**SELECTED PASSAGE:**
[START]

A new Lisp-based OS that hearkens back to the old days of comprehensible computers
spedraja at ono.com
Tue Sep 29 12:06:25 CDT 2015
Very interesting. I must do an end-of-training project this year involving
Rapsberry Pi devices. Perhaps I'll give it a try.
2015-09-29 14:20 GMT+02:00 Liam Proven <lproven at gmail.com>:
> A little offtopic but I hope of some interest.
> I rather miss the days of small, simple, 8-bit computers which a
> single non-specialist could really get inside and understand.
> The latest OS I've seen which addresses this longing is Interim.
> This is most of the introduction from the explanatory paper:
> Computers, networks and the software running them today are shrouded in
> mysteries and corporate secrecy. As miniaturization progresses in the name
> of mobility and energy-efficiency, an increasing amount of complex
> functionality is crammed into ever smaller System-on-Chip dies.

[END]

**DATA LINES:**

[START]

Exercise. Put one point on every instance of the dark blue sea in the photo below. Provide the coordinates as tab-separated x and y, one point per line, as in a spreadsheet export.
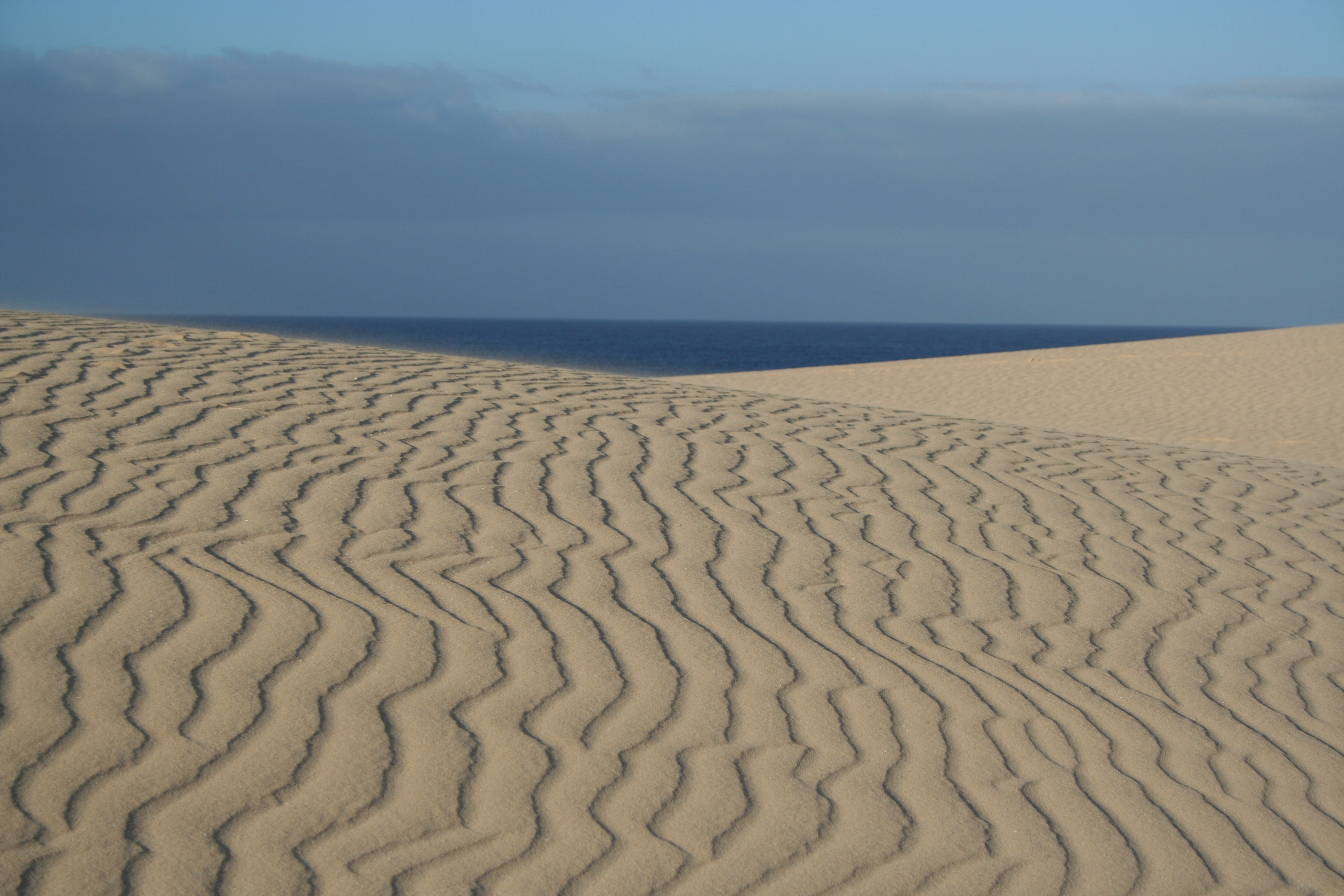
668	348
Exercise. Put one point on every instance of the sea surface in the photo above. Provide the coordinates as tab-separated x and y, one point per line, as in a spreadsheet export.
670	348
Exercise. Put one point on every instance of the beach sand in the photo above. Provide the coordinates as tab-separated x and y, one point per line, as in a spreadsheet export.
1268	393
287	617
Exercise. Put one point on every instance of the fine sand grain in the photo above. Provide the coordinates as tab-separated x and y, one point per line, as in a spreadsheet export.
284	617
1268	393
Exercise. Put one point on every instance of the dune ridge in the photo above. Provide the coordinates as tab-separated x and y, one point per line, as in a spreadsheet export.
1269	393
284	617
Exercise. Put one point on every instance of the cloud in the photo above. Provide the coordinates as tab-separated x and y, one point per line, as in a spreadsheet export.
151	180
111	136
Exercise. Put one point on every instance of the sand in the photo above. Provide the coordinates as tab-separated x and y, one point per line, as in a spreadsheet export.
284	617
1267	393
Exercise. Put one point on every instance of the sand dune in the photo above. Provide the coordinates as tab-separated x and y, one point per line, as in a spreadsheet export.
1267	393
284	617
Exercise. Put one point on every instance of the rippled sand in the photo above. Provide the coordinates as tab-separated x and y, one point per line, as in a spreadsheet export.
285	617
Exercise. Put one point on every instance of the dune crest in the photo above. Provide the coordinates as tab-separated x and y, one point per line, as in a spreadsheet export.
1273	393
285	617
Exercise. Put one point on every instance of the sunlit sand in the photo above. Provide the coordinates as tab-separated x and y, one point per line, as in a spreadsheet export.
288	617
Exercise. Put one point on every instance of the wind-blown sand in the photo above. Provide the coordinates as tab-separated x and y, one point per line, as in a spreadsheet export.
284	617
1268	393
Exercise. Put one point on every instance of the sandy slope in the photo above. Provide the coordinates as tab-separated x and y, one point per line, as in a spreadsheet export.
1269	393
288	618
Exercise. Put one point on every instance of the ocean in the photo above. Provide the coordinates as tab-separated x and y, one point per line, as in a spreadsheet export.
671	348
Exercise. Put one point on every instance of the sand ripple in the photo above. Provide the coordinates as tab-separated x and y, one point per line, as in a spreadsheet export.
284	617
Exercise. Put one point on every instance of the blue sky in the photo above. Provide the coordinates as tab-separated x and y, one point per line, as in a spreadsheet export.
1007	162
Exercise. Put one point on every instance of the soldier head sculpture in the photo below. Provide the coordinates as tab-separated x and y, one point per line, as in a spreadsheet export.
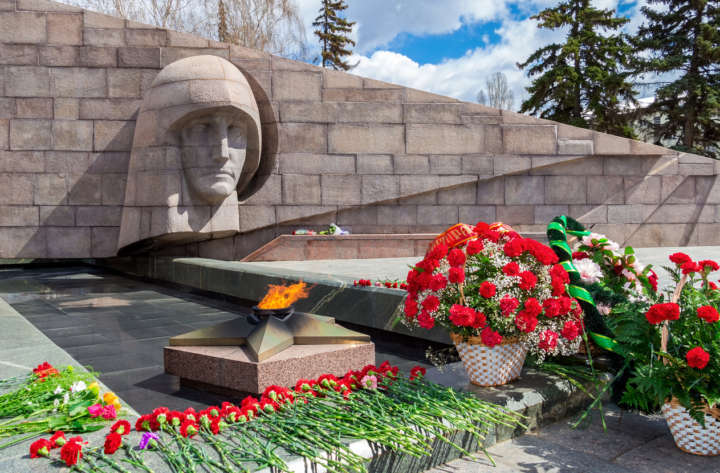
196	152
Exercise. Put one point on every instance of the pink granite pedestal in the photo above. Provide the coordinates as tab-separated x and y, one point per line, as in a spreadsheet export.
229	370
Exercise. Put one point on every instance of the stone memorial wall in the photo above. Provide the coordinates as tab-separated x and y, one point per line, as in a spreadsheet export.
370	156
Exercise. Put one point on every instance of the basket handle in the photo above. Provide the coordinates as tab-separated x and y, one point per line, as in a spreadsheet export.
665	334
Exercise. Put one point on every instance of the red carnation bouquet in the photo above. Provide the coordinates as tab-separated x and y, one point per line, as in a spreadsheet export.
675	344
498	286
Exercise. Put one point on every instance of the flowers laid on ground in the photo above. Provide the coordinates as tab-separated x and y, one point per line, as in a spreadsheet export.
496	285
50	399
377	403
674	343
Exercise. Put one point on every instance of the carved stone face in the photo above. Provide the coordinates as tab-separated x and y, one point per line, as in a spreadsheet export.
213	153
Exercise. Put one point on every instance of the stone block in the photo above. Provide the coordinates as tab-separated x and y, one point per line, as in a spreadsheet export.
515	214
78	82
16	189
300	189
34	108
566	189
606	190
301	163
529	139
98	216
18	54
104	37
341	190
98	20
22	161
444	139
30	134
68	242
363	95
85	189
146	37
371	139
23	27
57	216
302	138
588	214
66	109
642	190
609	144
446	164
296	85
506	164
472	214
93	56
113	135
491	191
545	213
409	164
64	28
437	214
104	242
374	164
19	216
59	56
139	57
113	189
461	195
379	188
72	135
109	109
27	81
338	80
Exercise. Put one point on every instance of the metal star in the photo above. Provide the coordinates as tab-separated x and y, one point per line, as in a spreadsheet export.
271	335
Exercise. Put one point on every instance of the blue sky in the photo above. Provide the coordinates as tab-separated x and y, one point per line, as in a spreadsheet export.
450	47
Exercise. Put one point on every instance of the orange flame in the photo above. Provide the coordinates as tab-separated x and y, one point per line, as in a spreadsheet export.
280	297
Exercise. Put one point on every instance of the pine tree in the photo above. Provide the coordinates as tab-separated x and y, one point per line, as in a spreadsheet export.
332	32
222	23
583	81
682	40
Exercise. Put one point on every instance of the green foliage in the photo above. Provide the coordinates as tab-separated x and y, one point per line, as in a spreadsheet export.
332	31
583	81
681	39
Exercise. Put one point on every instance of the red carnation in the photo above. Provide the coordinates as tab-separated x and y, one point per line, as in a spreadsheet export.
508	304
708	265
680	258
570	330
697	358
490	338
548	340
40	448
456	257
527	280
456	275
708	313
487	289
113	441
474	247
71	452
661	312
511	269
425	320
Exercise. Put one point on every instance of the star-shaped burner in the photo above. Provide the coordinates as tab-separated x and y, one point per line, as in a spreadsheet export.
266	332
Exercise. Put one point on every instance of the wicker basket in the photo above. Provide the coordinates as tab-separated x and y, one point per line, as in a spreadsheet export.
490	366
688	434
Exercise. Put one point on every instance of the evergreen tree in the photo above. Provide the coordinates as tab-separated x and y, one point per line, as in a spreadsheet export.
583	81
332	32
682	40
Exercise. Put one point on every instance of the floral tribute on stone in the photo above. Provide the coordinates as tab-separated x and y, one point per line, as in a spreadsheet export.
497	286
316	420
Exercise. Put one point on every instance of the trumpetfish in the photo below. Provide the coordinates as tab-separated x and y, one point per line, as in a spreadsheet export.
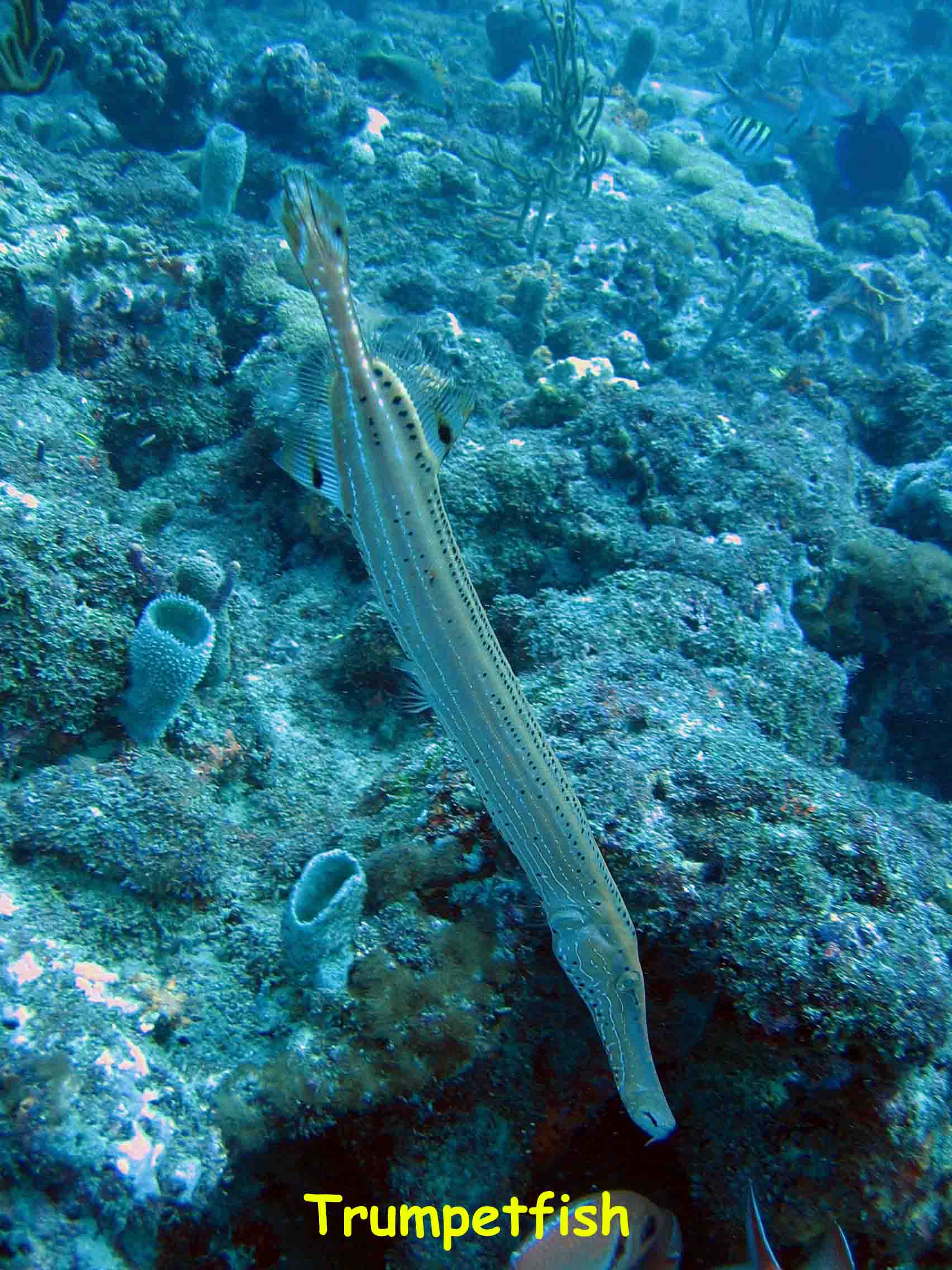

[END]

**TASKS TO CARRY OUT:**
**A.** Tally the lines of the rows that contain the string "basket", treating uppercase and lowercase letters as different, and give only the resulting number.
**B.** Resume the mailing-list post about the Lisp-based operating system, beginning immediately after its final sentence.
The mailing-list post about the Lisp-based operating system and the rows are unrelated pieces of material.

**WRITTEN ANSWERS:**
**A.** 2

**B.**
> The so-called "Home computers" of the 1980s contained comparably larger
> and simpler circuit boards with blocky, easily discernible DIP (Dual
> in-line package) components and circuits that could be visually understood
> by the human eye. The central processing unit (CPU) was easily identified
> by its size and exposed placement. The separate memory chips were neatly
> arranged like terraced houses. The computers worked in pedestrian
> single-digit-Mhz speeds and memory was measured in kilobytes. They shipped
> with handbooks that taught a novice reader how to program the machine, and
> a circuit diagram of the whole machine – useful for repairs – was easily
> In the 1980s home computer era, operating systems where typically stored
> in read-only memory (ROM) chips. As in modern proprietary operating
> systems, the source code was not directly available, but this was not
> strictly necessary, as they were written in assembly language and not
> "compiled" from a higher level language. Commented "dis-assemblies",
> machine code listings, were available in printed book form [Schineis1984]
> for popular computers like the Commodore 64 and its "KERNAL" OS and BASIC
> language interpreter.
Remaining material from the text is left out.